GIVEN REQUEST -
Write out the full listing again, exactly as it stands.
>> Begin RECORDS
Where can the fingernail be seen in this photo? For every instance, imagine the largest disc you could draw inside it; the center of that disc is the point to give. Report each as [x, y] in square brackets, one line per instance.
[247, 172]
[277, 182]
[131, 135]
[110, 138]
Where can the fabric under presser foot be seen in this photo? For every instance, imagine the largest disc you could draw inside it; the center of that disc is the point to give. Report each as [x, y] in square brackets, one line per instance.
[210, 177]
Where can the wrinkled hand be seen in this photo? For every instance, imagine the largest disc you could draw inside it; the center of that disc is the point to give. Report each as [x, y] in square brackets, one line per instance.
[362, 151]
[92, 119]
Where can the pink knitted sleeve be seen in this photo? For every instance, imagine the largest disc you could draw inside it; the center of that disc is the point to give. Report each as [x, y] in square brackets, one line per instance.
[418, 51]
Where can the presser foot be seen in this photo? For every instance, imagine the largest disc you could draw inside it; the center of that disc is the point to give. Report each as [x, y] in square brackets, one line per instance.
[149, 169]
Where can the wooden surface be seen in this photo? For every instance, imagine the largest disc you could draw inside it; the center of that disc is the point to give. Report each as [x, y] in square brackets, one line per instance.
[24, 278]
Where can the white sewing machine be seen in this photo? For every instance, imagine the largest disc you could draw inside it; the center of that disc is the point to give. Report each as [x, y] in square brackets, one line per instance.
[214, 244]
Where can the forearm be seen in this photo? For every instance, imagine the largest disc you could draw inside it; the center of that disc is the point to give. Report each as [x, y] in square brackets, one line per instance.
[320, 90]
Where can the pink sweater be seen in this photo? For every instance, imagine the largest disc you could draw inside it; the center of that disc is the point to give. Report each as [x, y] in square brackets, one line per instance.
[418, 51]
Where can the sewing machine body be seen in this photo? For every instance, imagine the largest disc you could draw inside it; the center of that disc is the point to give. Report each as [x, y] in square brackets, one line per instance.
>> End RECORDS
WRITTEN SOLUTION -
Where can the fingernail be seen in this photo? For every instance, imagine the largest disc you could draw inside it; the center of that disc is the point to give. Report each as [x, y] in square brackets, one line per instance.
[247, 172]
[277, 182]
[131, 135]
[110, 138]
Where can the fabric under presser foot be seen in this photo? For every instance, imagine the largest disc you could draw inside it; the center of that disc is the point to give. Report each as [x, y] in square brackets, one line per instance.
[210, 177]
Where can the wrinkled hand be seen in this photo? For every instance, imagine the largest disc you could draw inside it; the center of that disc is the point to give. Report each as [x, y] in square brackets, one line per instance.
[362, 151]
[92, 119]
Where can the pink knitted sleeve be seen in this photo? For every instance, imagine the largest disc you could draw inside it; the center of that disc is the point to give. Report each as [x, y] in square brackets, one line per instance.
[418, 51]
Where can the presser foot be seen in this photo? For every instance, imagine the largest disc you could draw inside it; the center of that disc is the point to give. Report each as [x, y] in square brackets, one line per instance.
[149, 169]
Where can the wooden surface be seen in this photo? For every instance, imagine the largest disc you could draw inside it; the center of that disc is the point to give. Report each as [x, y] in square brackets, one line per instance.
[24, 278]
Where can the white sewing machine be seen in this photo? For every instance, imagine the largest disc you could draw inside it; the center of that disc is the point to give. Report each as [x, y] in square brackets, one line per instance.
[214, 244]
Where can the forearm be seen in this photo? For every instance, imagine the largest disc you could draw inside it; the center of that disc is the point to give. Report each as [x, y] in square brackets, one line per instance.
[320, 90]
Where can the pink sweater be seen in this photo? For every instance, imagine the largest disc you could draw inside it; the center of that disc is the point to give. Report each as [x, y] in square brackets, one line per instance.
[418, 51]
Where can the sewing machine body be seen in this photo? For every instance, imagine the largest disc you could draw inside it; the center of that disc is the point to give. Report each as [x, y] in square brackets, one line per instance.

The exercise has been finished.